* **Task brief**
Rewrite the data below starting at the line containing "Quality check round. The original labels for car rear" and ending at the last line, replacing "flagged" with "rejected" and leaving everything else unchanged.

====================

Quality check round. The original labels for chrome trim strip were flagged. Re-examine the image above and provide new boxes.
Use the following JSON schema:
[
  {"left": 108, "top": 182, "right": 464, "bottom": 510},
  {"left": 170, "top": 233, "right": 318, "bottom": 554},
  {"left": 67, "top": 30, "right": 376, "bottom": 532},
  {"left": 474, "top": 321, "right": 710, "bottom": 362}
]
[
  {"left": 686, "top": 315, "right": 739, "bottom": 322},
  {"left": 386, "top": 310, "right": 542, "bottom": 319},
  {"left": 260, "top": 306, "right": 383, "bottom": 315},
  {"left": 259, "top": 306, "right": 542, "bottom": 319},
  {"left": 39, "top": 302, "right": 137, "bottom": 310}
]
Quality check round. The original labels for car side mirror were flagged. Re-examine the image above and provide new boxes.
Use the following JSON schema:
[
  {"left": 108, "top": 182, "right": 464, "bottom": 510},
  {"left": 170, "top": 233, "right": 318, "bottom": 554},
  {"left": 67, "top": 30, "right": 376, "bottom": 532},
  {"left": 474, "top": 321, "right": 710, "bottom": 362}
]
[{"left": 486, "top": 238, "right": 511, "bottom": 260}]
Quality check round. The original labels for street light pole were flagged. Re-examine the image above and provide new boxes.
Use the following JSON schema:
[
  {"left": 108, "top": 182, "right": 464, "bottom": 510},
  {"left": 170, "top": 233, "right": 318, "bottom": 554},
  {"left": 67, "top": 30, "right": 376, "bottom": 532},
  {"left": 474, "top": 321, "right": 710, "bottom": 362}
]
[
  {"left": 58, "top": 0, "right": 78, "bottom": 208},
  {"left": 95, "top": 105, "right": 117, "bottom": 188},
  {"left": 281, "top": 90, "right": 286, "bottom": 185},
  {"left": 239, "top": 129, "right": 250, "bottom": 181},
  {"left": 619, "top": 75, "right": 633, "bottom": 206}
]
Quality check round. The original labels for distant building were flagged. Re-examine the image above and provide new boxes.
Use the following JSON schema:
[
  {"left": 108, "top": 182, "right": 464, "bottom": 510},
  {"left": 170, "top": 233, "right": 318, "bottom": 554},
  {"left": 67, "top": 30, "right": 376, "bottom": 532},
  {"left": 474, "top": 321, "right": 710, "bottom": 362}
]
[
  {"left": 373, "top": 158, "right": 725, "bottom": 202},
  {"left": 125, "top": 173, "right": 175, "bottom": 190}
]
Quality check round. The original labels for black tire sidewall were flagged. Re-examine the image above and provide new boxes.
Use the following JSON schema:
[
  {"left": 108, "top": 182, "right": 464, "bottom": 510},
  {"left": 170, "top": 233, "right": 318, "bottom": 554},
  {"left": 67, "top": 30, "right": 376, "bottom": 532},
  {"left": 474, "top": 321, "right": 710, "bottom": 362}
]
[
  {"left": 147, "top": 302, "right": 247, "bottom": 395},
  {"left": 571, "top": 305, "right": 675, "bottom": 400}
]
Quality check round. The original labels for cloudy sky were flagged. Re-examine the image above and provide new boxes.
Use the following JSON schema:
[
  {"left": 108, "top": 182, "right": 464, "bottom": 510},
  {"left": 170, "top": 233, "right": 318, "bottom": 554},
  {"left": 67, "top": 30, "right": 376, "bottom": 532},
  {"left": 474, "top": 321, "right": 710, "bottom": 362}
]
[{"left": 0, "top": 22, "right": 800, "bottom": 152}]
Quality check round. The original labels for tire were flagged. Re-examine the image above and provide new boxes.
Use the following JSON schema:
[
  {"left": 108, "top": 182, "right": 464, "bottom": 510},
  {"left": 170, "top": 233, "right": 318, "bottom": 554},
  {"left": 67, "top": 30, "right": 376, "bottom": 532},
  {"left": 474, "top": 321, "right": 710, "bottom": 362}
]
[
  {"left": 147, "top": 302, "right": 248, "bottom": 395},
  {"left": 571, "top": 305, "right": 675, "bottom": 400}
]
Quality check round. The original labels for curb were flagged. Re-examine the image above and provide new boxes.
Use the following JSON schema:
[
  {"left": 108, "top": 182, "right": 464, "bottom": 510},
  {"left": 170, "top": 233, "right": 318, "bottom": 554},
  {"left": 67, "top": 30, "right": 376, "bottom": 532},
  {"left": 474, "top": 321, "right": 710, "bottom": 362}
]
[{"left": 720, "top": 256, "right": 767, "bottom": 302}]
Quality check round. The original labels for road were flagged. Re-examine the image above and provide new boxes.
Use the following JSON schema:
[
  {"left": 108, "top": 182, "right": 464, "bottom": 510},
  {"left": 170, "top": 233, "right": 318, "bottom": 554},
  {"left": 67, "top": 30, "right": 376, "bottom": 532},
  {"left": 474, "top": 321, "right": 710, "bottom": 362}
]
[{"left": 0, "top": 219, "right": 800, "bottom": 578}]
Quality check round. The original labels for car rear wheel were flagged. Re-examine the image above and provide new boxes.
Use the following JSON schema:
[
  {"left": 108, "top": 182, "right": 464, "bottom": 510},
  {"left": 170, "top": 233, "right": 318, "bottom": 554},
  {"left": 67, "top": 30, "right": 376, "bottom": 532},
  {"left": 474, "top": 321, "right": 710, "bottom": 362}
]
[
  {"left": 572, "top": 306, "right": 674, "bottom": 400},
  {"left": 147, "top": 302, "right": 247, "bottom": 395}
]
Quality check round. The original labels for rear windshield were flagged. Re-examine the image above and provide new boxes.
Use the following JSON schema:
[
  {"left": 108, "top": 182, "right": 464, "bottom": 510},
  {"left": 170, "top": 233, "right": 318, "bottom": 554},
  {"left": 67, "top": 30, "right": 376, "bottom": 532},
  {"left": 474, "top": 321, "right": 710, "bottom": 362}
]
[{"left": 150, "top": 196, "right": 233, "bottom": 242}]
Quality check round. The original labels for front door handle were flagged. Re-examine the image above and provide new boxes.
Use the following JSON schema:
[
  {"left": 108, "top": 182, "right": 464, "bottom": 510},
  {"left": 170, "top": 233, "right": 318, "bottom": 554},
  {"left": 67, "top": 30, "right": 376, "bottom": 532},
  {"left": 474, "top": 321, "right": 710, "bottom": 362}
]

====================

* **Finished task**
Quality check round. The original labels for car rear wheel were rejected. Re-examine the image above and provide new boxes.
Use the following JSON schema:
[
  {"left": 108, "top": 182, "right": 464, "bottom": 510},
  {"left": 170, "top": 233, "right": 318, "bottom": 554},
  {"left": 67, "top": 30, "right": 376, "bottom": 532},
  {"left": 474, "top": 321, "right": 710, "bottom": 362}
]
[
  {"left": 572, "top": 306, "right": 674, "bottom": 400},
  {"left": 147, "top": 302, "right": 247, "bottom": 395}
]
Quality check round. The original labels for rear windshield were rejected. Re-examine the image above and provide new boxes.
Use the following JSON schema:
[
  {"left": 108, "top": 182, "right": 464, "bottom": 510},
  {"left": 170, "top": 233, "right": 318, "bottom": 554},
  {"left": 67, "top": 30, "right": 376, "bottom": 532},
  {"left": 474, "top": 321, "right": 710, "bottom": 362}
]
[{"left": 150, "top": 196, "right": 233, "bottom": 242}]
Quality check round. The original labels for front door handle were rejected. Re-examine the image above and provide new boxes.
Use the following JSON schema:
[
  {"left": 108, "top": 182, "right": 464, "bottom": 510},
  {"left": 170, "top": 233, "right": 318, "bottom": 554},
  {"left": 67, "top": 30, "right": 376, "bottom": 532},
  {"left": 474, "top": 321, "right": 710, "bottom": 362}
]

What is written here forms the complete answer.